Actions to take:
A. List the three section headings that appear in the text about Merino's weaving, in the order they occur.
B. Proceed with the text about Merino's weaving, picking up after its final sentence.

Source extract:
:::

Defiance bears a cost
Merino was once punished for weaving. She was around 15 when neighbors spotted her kneeling, threads in her hands, on their way to a patron saint feast.
That afternoon went by without incident. Parishioners prayed, laughed and shared a meal. But the following morning, through loudspeakers across the community, a voice called on all men to gather and discuss an urgent matter: There was a boy who dared to weave.
The men sat in a circle while Merino was commanded to stand in the middle, next to her mother and her grandmother.
As Merino recalls, one of the men asked her grandmother, “Why would you allow him to weave, if it’s not something boys are supposed to do? Do you realize what kind of example you’re setting for other children?”
Merino said that her grandmother’s answer was simple: She was merely teaching a child how to be creative, to find a path to keep her culture alive through clothing.
A punishment that lingered
Merino’s punishment for her defiance was sweeping the local church. She occasionally wove in hiding after that. But the experience cast a shadow over her craft and she practically abandoned her loom.
“I developed a deep resentment toward textiles and the customs around them,” Merino said. “Having the ability to create and not being allowed to use it was like having eyes and having them taken away — I could no longer see.”
Reconciliation came a few years later, when she moved from her hometown to Mexico City for college. She majored in communications; her coursework included cultural management, textile studies and postcolonial perspectives on Indigenous resistance.
“That made me see how I could use my reality for a greater good,” she said. “My loom became a means to healing.”
A space to be seen
During her latest workshop, one of Merino’s students who had previously taken another course with her told her classmates that a loom mirrors oneself. The joy and the calmness — as much as the anger and stress, she said — are passed on to the threads.

:::

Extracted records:
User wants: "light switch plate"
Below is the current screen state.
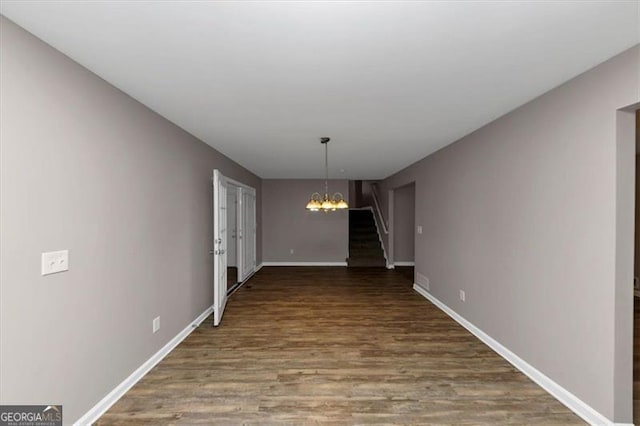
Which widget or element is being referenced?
[41,250,69,275]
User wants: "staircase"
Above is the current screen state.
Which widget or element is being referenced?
[347,210,387,267]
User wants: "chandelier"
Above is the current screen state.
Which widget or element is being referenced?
[307,138,349,212]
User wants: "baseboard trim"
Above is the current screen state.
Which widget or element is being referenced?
[73,305,213,426]
[413,283,626,426]
[227,263,262,297]
[262,262,347,266]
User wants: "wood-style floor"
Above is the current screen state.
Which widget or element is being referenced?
[98,267,583,425]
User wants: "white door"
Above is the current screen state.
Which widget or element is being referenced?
[240,188,256,278]
[227,185,238,266]
[213,170,227,326]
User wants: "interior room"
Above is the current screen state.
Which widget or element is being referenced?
[0,0,640,425]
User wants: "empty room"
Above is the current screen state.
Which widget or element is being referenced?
[0,0,640,426]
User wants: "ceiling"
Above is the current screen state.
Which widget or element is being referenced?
[0,0,640,179]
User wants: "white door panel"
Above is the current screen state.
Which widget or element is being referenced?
[213,170,228,326]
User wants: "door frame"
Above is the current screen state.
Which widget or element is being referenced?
[212,169,257,326]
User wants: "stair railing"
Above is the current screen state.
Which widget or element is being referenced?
[371,183,389,234]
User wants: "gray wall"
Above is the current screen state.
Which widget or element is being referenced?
[381,46,640,422]
[391,184,416,262]
[262,179,349,262]
[0,17,261,423]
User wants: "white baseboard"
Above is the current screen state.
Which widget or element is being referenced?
[73,305,213,426]
[413,283,632,426]
[262,262,347,266]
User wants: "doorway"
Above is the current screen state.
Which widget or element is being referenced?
[633,110,640,424]
[212,170,256,326]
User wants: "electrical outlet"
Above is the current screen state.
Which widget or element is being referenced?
[40,250,69,275]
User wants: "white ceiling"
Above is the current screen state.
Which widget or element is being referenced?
[0,0,640,179]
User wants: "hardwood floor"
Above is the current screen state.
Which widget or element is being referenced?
[97,267,583,425]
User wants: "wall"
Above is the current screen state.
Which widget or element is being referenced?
[380,46,640,422]
[0,17,261,423]
[262,179,349,262]
[392,184,416,262]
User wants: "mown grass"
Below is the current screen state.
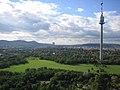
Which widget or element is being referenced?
[0,60,120,74]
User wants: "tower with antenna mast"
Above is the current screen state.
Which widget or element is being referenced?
[99,1,105,63]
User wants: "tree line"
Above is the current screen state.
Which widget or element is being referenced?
[0,67,120,90]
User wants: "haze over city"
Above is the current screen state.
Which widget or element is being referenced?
[0,0,120,44]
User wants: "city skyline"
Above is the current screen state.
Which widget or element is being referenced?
[0,0,120,44]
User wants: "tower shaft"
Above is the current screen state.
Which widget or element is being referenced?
[100,24,103,63]
[99,2,105,63]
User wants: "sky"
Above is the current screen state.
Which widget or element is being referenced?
[0,0,120,45]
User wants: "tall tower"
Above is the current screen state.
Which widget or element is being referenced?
[99,2,105,63]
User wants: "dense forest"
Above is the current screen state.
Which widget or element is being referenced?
[0,67,120,90]
[0,47,120,90]
[0,47,120,68]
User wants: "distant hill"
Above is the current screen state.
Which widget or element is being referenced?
[0,40,120,48]
[76,43,120,48]
[0,40,51,48]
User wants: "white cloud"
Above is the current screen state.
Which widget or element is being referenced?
[77,8,84,12]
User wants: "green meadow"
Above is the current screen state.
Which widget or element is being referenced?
[0,60,120,74]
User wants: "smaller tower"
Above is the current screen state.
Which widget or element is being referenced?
[99,2,105,63]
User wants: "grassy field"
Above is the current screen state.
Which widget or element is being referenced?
[0,60,120,74]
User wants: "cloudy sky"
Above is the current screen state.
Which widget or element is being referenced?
[0,0,120,44]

:::

Responses to the exercise:
A.
Defiance bears a cost
A punishment that lingered
A space to be seen

B.
“I love Xan’s way of teaching because she is very human and patient,” Emilia Freire, a trans woman like Merino, told The Associated Press. “She made me realize that once I had my weaving set up and began to work, everything I carried with me through the week would come out.”
Another student, Kristhian Cravioto, said that this was his first backstrap loom workshop. He celebrated finding a safe space for LGBTQ+ people interested in crafts, and also Merino’s defiance against the preconception that men shouldn’t weave.
“This is very important for us dissidents,” said Cravioto, a designer and enthusiast of Mexico’s Indigenous crafts. “To know that no matter whether you are a man or a woman, what you do matters.”
Threads that endure
A traditional backstrap loom is made up of cords, threads and wooden rods assembled into a portable frame. Women often work seated on the ground, with one end of the loom tied to a tree or post and the other secured around their waist. Leaning back and forward, they control the tension of the threads with their bodies, turning movement into a steady rhythm of weaving.
Crafting each piece takes time. Merino often weaves for about a month, eight hours a day, to finish a short “huipil,” a tunic traditionally worn by Indigenous women in Mexico.
Weavers who migrated from their hometowns often employ threads and wood available in the cities where they relocate. But Merino travels back home to procure her raw materials. Among them is a purple dye drawn from a sea snail found along the coast, a resource that has become increasingly difficult to gather as the species declines.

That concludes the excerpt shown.